◆ **Task directions**
Copy every entry below word for word, leaving each line unchanged.

◆ **Extracted information**
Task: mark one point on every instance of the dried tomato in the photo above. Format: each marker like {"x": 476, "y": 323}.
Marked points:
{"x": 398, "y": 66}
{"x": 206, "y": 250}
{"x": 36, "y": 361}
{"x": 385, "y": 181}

◆ **The completed task**
Task: mark one point on every instance of the dried tomato in the photo above. Format: each marker like {"x": 476, "y": 323}.
Marked points:
{"x": 398, "y": 66}
{"x": 206, "y": 250}
{"x": 36, "y": 361}
{"x": 385, "y": 181}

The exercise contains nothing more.